# [What the task asks]
Set down word for word the passage of the honorary doctorate text below, from "Firstly, it’s coming" up to and including "both part of.".

# [Selected excerpt]
= = =

I was honoured to attend the 2017 Graduation ceremony for University of East London’s Sir John Cass School of Education and Communities on 1st November 2017. The ceremony granted UEL degrees in Early Childhood Studies, Education Studies, Social Work , Special Education and Youth and Community Work to over 500 graduates, many of whom were former NewVIc students and some who were parents of NewVIc students. It was a real privilege to share this day with them and to see so many of our alumni complete the next phase of their education and get one step closer to achieving their goal to work in education – the best job in the world!
I was accepting a UEL honorary doctorate and was particularly excited to be receiving it in the same year as democracy and accountability campaigner Gina Miller and the actor and disability advocate Sally Phillips.
What I said in my acceptance speech:
I need to start by saying that I’m not really that keen on honours. In fact, I didn’t attend my own graduation in 1982. At that time, I thought it was very un-cool. But after attending graduation ceremonies for some of my own children and hosting many awards evenings as a college principal over the years, I think I’ve come to value the symbolic importance of these occasions. And on this occasion, I am deeply honoured to accept this honorary doctorate.
I’m honoured for at least two reasons: first, because of where it’s coming from and second, because of what it’s for.
Firstly, it’s coming from a great East London institution. A university deeply rooted in its community which reflects and celebrates that community while also having national and global impact. A university which aims to put its human, intellectual and cultural resources at the service of the people of our diverse and cosmopolitan city and helps them to achieve wonderful things. A university which has worked in partnership with our college throughout its 25-year history; providing outstanding governors for our corporation, sponsoring our sports teams and helping to mentor our students and develop their skills in challenging hate speech, managing money and undertaking research projects amongst many other things.
So I am very proud of our association with the University of East London and very excited about the new East London Skills and Employment Federation which we are both part of.
Secondly, I think this is a recognition of the work we do and have been doing at NewVIc for 25 years: stretching, challenging, broadening horizons, raising participation, achievement and progression for 16-19 year olds in East London. A full-spectrum college which is designed to offer the full range of courses and refuses to be defined by others as either academic or vocational, either specialist or selective. I see this as a celebration of our democratic and egalitarian vision of the comprehensive college which wants to share the benefits of education as widely as possible.

= = =

# [Source data]
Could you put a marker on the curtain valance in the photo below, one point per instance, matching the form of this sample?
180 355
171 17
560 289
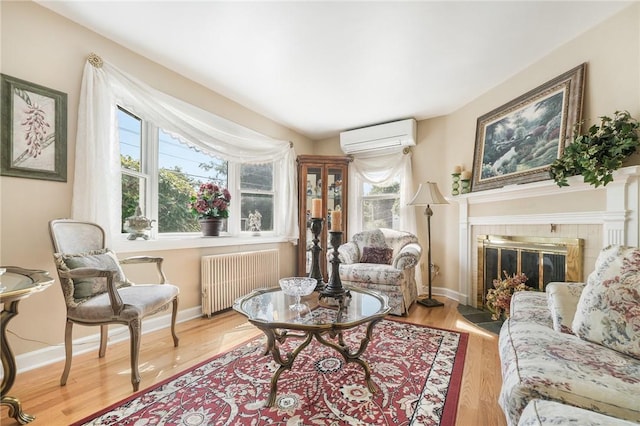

= = =

# [Solution for this task]
Firstly, it’s coming from a great East London institution. A university deeply rooted in its community which reflects and celebrates that community while also having national and global impact. A university which aims to put its human, intellectual and cultural resources at the service of the people of our diverse and cosmopolitan city and helps them to achieve wonderful things. A university which has worked in partnership with our college throughout its 25-year history; providing outstanding governors for our corporation, sponsoring our sports teams and helping to mentor our students and develop their skills in challenging hate speech, managing money and undertaking research projects amongst many other things.
So I am very proud of our association with the University of East London and very excited about the new East London Skills and Employment Federation which we are both part of.